**Consigne:** Relevez dans l'extrait ci-dessous tous les risques qui, d'après lui, conduisent les prêteurs à exiger un taux d'intérêt des États.

**Extrait:**
##############################
Pour L'Hérétique, si la Grèce "... fait défaut de paiement, on est foutu. Que se diront les marchés ? Que l'euro n'est pas une monnaie fiable, que l'Europe n'est pas une entité sûre, et donc, que n'importe quel état européen peut faire défaut, désormais."[1]
Mais ça n'a rien à voir, l'euro et la Grèce. La Grèce utilise l'euro comme monnaie, tout comme je l'utilise, ou comme Dexia l'utilise. Que des entreprises, des ménages ou des pays qui utilisent l'euro fassent faillite, ça ne change rien à la monnaie elle-même. Dire qu'un crédit accordé en euros à tel emprunteur, est pourri (subprime), ça ne veut pas dire que la monnaie est non fiable, mais, tout simplement, que l'emprunteur est non fiable.
D'ailleurs, en pleine crise de la dette, l'Allemagne a pu trouver des prêteurs qui lui ont prêté — en euros ! — à des taux d'intérêts réels *négatifs* : autrement dit, ces prêteurs avaient tellement confiance dans sa capacité de remboursement, et dans la valeur future de la monnaie, qu'ils acceptaient de perdre un peu de pouvoir d'achat au passage.
"N'importe quel état européen peut faire défaut, désormais." Evidemment ! N'importe quel État du monde, d'ailleurs. C'est le premier ministre lui-même qui parlait en 2007 de "France en situation de faillite", avec une dette autour 70% du PIB. C'était au premier degré ; si "les marchés" ne sont pas capables de comprendre le premier degré, on ne peut rien pour eux.
Il y a un truc tout simple : depuis que les Etats empruntent à des prêteurs, ces prêteurs demandent un taux d'intérêt… autrement dit, ils considèrent qu'il y a un risque. Risque de non-remboursement, de dévaluation ou d'inflation : les trois reviennent exactement au même pour le prêteur ; chacun des trois signifie : je perds une partie de la valeur de mon argent.
Venir crier aujourd'hui "ouh là là, si la Grèce fait défaut, tout le monde saura qu'il y a un risque", c'est réinventer l'eau glacée.
Dans les camps d'hiver de ma jeunesse scoute, en montagne, le verbe "se baquer" désignait un réveil-toilette express, dans la baignoire constituée par l'abreuvoir du village. Après que le premier réveillé ait cassé la glace.
On va voir les leaders politiques qui auront les c… pour se baquer. Et qui seront les premiers à se réveiller.
Notes
[1] L'hérétique n'est pas le seul à tenir ce discours ! Désolé pour lui si c'est lui qui prend.
J'approuve. Et d'ailleurs, on se demande un peu à quel jeu joue nos politiques: "renflouer" la Grèce pour qu'elle ne soit pas en faillite, donc qu'elle soit en mesure de rembourser ses créanciers et donc les intérêts faramineux (> 10% voire plus), intérêts qui sont - ou plutôt "ont été" - justifiés par le risque de faillite de la Grèce... Donc si on dit dès le départ, "on ne laissera pas la Grèce faire défaut", pour quoi paye-t-on ces intérêts, en fait...
##############################
**Données fournies:**
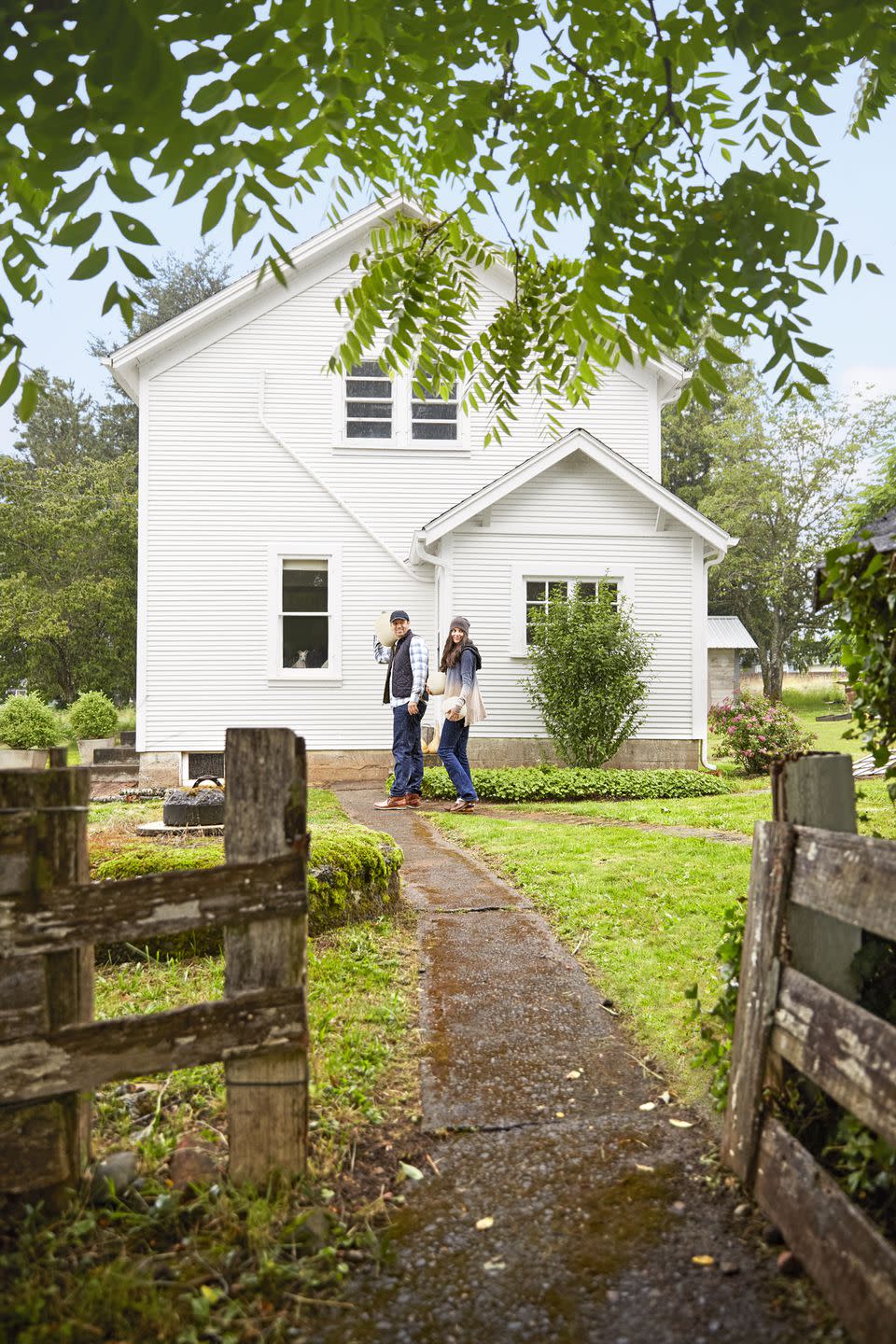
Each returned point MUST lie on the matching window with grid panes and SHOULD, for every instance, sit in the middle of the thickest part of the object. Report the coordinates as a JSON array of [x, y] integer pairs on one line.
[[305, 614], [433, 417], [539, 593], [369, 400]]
##############################
**Résultat final:**
- le non-remboursement
- la dévaluation
- l'inflation